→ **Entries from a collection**
__________________________________________________

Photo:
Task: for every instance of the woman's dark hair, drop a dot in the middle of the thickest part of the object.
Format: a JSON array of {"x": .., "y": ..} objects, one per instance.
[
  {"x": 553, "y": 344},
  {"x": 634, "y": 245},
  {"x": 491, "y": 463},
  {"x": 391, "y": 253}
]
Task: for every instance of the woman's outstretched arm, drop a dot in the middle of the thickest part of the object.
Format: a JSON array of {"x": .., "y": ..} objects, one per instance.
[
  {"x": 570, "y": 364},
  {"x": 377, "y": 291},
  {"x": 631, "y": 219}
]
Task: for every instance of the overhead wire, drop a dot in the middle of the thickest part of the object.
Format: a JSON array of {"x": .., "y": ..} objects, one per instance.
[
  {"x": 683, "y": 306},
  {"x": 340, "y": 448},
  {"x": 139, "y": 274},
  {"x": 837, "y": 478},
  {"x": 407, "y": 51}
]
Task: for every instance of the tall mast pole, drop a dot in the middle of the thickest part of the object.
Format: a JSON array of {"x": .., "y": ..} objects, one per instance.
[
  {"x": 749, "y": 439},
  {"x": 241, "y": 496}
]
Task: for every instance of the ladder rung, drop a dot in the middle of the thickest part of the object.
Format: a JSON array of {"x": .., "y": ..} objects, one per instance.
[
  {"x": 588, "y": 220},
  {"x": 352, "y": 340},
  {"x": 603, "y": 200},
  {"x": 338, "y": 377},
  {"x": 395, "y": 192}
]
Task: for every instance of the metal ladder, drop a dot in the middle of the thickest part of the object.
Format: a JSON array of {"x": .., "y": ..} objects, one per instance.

__________________________________________________

→ **Given exercise**
Rewrite every line of the records above as a JSON list of strings, one string per line, leaving out blank lines.

→ **Task response**
[
  "Photo:",
  "Task: for every instance of the woman's dark hair, drop a dot in the middle of the thickest part of the object.",
  "Format: a JSON array of {\"x\": .., \"y\": ..} objects, one per instance.",
  "[",
  "  {\"x\": 553, \"y\": 344},",
  "  {\"x\": 634, \"y\": 245},",
  "  {\"x\": 491, \"y\": 463},",
  "  {\"x\": 391, \"y\": 253}",
  "]",
  "Task: for every instance of the woman's outstretched arm, drop a dot in the middle of the thickest part of the object.",
  "Format: a JSON array of {\"x\": .., \"y\": ..} objects, one per instance.",
  "[",
  "  {\"x\": 570, \"y\": 364},",
  "  {\"x\": 377, \"y\": 291},",
  "  {\"x\": 631, \"y\": 219}",
  "]",
  "Task: for every instance of the overhead wire, drop a dot in the middle of the thickest part of the object.",
  "Format: a JSON array of {\"x\": .., \"y\": ..} objects, one per instance.",
  "[",
  "  {\"x\": 683, \"y\": 306},",
  "  {\"x\": 340, \"y\": 448},",
  "  {\"x\": 139, \"y\": 274},",
  "  {\"x\": 837, \"y\": 478},",
  "  {\"x\": 407, \"y\": 51}",
  "]",
  "Task: for every instance of the tall mast pole, drop a dot in the middle of the thickest part of the object.",
  "Format: a JSON array of {\"x\": .., \"y\": ..} objects, one per instance.",
  "[",
  "  {\"x\": 749, \"y\": 439},",
  "  {\"x\": 241, \"y\": 496}",
  "]",
  "Task: for every instance of the ladder rung, drop a dot in the middle of the thickest part of the object.",
  "Format: a JSON array of {\"x\": .., \"y\": ..} objects, one per instance.",
  "[",
  "  {\"x\": 588, \"y\": 220},",
  "  {\"x\": 352, \"y\": 340},",
  "  {\"x\": 603, \"y\": 200},",
  "  {\"x\": 338, \"y\": 377},",
  "  {\"x\": 395, \"y\": 192}",
  "]",
  "Task: for every instance of the metal ladder, drop a dot in the middle of the thickest part of the object.",
  "Format: a JSON array of {\"x\": .., \"y\": ..} objects, one per instance."
]